───── Data provided
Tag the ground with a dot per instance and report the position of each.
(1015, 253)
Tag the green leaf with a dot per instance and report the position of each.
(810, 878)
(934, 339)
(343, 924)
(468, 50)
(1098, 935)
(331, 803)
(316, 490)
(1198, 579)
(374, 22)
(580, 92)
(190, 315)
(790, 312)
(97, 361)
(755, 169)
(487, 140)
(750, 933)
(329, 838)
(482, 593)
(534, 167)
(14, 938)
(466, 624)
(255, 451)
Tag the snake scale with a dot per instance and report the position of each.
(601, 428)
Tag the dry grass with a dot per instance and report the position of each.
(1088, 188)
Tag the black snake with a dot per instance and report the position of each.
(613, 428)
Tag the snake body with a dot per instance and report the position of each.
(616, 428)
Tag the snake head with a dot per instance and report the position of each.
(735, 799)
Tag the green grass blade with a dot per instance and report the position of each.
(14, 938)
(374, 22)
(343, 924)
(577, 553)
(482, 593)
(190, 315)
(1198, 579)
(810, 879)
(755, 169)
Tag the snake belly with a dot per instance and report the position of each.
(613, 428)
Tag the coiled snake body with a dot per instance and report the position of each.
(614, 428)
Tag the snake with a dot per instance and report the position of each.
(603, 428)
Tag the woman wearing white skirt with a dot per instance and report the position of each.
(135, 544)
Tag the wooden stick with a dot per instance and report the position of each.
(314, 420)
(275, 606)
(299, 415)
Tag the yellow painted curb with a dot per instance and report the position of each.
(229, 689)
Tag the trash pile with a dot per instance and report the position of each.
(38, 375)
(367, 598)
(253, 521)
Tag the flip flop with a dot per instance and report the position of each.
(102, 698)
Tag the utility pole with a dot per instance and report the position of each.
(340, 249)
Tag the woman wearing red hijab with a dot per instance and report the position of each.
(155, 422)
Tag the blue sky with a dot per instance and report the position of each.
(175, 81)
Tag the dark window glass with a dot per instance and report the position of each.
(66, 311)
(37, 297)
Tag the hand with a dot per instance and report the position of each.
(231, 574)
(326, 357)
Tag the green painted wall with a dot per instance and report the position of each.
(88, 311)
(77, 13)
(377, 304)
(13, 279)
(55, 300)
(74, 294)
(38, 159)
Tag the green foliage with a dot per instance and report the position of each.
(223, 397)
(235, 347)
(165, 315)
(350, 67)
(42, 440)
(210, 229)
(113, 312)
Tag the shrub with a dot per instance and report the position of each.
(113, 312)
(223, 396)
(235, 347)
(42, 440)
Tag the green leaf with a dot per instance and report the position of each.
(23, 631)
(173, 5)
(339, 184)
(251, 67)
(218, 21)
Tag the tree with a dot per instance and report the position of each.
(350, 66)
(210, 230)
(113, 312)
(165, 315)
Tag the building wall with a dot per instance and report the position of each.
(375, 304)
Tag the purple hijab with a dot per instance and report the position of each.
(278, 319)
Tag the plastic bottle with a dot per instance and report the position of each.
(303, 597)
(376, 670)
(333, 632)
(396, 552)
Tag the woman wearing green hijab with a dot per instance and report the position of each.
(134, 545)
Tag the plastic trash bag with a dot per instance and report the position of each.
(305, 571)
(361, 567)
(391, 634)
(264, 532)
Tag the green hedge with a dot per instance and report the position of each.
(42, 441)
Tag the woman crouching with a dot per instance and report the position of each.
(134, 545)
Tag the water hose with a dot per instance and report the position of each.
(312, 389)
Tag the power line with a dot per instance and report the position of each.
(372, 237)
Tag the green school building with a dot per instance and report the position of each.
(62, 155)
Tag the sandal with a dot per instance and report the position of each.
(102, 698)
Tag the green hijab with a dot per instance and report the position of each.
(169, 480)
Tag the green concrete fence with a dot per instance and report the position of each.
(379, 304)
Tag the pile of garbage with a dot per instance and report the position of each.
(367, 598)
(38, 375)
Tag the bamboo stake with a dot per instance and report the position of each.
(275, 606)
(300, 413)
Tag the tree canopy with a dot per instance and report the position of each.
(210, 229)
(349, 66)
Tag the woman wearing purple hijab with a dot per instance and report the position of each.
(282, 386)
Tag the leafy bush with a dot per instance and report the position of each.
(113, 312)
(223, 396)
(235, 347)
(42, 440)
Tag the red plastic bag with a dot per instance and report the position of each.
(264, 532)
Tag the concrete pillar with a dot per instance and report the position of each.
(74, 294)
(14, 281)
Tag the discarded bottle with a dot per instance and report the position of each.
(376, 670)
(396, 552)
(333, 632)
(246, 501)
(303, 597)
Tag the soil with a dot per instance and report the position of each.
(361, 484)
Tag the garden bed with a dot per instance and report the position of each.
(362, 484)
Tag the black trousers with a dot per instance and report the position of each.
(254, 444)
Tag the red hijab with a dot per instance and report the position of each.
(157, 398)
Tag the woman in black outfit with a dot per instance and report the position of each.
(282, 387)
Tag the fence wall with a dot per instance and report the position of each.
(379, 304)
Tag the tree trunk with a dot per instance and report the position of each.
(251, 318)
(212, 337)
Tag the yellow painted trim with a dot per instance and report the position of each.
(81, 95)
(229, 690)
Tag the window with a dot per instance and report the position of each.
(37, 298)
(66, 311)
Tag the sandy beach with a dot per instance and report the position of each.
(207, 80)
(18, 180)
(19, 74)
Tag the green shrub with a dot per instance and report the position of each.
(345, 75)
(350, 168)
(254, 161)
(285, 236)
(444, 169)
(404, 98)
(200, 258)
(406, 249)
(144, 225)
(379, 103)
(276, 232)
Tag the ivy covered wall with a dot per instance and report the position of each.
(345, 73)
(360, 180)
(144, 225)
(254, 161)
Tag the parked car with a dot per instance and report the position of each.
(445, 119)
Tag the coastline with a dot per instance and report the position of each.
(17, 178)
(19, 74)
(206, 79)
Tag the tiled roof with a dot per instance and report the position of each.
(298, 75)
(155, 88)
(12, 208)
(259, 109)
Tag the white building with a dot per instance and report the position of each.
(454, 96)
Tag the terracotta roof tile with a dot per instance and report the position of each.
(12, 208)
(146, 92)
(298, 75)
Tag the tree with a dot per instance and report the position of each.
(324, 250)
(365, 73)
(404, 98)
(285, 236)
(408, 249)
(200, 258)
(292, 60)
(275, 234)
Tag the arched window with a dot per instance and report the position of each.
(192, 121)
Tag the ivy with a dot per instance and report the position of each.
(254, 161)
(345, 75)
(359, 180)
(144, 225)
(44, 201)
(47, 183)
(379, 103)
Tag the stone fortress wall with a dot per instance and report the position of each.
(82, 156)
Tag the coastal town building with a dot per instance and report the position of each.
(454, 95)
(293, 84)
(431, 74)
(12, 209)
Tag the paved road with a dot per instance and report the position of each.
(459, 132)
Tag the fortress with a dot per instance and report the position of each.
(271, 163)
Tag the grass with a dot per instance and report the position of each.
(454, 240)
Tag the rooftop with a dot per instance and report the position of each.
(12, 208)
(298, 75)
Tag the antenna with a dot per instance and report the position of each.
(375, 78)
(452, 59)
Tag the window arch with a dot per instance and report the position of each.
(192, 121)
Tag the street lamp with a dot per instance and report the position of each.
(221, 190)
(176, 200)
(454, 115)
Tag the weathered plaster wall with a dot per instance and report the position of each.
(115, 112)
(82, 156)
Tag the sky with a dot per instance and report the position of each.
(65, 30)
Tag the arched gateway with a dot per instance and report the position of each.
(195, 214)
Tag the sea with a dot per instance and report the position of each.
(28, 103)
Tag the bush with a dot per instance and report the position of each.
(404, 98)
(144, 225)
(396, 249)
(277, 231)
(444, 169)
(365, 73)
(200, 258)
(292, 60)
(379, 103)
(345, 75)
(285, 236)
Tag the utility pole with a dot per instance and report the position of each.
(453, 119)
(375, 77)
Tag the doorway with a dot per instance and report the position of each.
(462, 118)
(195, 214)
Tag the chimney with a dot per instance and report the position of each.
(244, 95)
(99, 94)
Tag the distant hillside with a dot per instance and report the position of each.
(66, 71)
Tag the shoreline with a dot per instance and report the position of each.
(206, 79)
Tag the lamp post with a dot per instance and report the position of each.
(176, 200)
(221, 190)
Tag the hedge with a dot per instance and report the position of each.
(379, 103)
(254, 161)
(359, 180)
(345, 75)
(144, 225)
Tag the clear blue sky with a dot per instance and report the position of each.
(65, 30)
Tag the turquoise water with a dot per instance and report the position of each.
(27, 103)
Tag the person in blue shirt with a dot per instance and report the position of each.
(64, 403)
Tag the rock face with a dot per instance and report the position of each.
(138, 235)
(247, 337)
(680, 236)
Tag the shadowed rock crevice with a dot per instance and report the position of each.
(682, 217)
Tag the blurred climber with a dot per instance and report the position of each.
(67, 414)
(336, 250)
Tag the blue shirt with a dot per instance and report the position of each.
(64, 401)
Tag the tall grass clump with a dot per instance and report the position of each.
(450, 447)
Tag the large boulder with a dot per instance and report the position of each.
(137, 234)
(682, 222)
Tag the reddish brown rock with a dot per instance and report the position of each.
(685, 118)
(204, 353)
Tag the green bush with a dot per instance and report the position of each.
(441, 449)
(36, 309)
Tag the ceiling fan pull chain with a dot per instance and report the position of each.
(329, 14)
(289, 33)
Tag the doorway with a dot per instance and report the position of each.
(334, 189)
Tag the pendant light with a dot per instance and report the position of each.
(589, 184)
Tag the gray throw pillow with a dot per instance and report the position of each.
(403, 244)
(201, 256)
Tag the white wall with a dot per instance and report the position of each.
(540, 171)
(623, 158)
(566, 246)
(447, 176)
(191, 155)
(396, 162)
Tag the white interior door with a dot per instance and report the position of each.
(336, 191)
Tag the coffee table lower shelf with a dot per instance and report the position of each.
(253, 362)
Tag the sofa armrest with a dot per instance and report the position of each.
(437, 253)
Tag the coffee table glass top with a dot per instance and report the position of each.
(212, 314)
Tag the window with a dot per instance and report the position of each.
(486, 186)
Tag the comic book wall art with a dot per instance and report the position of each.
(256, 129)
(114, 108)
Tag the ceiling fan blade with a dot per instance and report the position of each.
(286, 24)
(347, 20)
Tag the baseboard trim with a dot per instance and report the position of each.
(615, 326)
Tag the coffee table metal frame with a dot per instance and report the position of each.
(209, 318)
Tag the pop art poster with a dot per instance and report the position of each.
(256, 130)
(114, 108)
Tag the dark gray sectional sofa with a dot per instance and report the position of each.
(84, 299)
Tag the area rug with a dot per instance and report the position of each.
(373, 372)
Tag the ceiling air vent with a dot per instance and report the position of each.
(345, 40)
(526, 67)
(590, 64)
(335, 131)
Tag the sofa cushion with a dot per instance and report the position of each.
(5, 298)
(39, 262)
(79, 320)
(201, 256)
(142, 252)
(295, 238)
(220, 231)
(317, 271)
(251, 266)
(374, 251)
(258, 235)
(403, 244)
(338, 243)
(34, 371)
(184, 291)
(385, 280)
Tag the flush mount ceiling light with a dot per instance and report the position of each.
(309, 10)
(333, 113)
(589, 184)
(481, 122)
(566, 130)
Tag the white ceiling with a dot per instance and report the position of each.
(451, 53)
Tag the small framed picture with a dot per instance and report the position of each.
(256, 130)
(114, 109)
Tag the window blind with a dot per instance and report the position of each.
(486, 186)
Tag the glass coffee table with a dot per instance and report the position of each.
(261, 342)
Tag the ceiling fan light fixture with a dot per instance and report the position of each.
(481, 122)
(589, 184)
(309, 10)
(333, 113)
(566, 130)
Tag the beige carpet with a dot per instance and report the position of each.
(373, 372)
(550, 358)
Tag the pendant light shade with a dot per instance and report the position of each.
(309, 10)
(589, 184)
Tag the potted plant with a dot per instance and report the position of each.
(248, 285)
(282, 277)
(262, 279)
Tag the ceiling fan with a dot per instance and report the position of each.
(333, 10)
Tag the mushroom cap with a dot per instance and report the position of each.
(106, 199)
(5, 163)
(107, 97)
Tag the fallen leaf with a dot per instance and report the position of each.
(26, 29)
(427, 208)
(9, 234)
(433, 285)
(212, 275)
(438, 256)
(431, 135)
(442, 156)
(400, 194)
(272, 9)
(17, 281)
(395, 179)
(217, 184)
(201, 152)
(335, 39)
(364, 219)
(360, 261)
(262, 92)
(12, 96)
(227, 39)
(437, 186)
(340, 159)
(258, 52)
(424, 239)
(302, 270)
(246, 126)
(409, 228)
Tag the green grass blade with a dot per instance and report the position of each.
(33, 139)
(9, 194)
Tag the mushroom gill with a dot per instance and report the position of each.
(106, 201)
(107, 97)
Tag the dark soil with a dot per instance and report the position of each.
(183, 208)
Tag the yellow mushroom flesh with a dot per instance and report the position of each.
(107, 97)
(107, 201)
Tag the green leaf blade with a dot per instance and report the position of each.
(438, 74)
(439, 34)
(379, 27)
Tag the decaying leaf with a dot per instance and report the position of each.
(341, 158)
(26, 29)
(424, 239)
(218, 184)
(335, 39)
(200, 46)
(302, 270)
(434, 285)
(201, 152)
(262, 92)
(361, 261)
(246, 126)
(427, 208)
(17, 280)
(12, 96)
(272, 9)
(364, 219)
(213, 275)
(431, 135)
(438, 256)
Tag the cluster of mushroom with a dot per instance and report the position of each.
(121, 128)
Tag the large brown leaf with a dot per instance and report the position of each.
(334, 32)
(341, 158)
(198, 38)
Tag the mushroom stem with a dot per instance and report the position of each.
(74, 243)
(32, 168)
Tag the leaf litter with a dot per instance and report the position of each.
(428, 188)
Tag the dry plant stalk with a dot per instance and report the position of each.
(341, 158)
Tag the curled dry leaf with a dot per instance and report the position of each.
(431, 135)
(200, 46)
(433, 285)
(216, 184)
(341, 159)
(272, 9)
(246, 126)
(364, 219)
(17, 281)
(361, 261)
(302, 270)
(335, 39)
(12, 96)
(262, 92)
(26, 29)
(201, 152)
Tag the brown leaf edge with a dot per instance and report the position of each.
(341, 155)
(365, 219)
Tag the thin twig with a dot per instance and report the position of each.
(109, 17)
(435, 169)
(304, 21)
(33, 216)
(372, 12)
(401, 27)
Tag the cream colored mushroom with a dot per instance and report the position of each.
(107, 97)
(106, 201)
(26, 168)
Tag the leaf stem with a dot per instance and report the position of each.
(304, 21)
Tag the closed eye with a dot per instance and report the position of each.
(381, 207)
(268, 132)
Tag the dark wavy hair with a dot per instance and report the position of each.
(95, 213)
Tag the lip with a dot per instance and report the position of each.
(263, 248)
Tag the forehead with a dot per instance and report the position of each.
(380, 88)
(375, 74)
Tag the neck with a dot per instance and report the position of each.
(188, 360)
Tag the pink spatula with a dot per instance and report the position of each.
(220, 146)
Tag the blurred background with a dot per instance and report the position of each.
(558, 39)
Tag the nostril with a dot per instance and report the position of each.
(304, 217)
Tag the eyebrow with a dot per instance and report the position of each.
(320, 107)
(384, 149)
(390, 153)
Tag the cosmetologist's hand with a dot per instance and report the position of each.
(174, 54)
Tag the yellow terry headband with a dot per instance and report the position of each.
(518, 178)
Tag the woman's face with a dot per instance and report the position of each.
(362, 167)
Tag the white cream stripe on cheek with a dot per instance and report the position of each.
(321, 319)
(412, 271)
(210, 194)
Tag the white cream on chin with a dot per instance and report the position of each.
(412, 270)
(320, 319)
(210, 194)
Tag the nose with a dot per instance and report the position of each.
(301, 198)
──────────
▶ _Aim_:
Copy the records verbatim, starting at the first line and ending with the line that contains "(1088, 188)".

▶ _Task answer_:
Tag the ground with a dot per instance and report the position of each.
(1015, 253)
Tag the green leaf with a dot per instance and report the position of each.
(810, 878)
(934, 339)
(343, 924)
(468, 50)
(1098, 935)
(331, 803)
(316, 490)
(1198, 579)
(374, 22)
(580, 92)
(190, 315)
(790, 312)
(97, 361)
(755, 169)
(487, 140)
(750, 933)
(329, 838)
(482, 593)
(534, 167)
(14, 938)
(466, 624)
(255, 451)
Tag the snake scale with a dot per instance and report the position of each.
(601, 428)
Tag the dry grass with a dot per instance and report the position of each.
(1088, 188)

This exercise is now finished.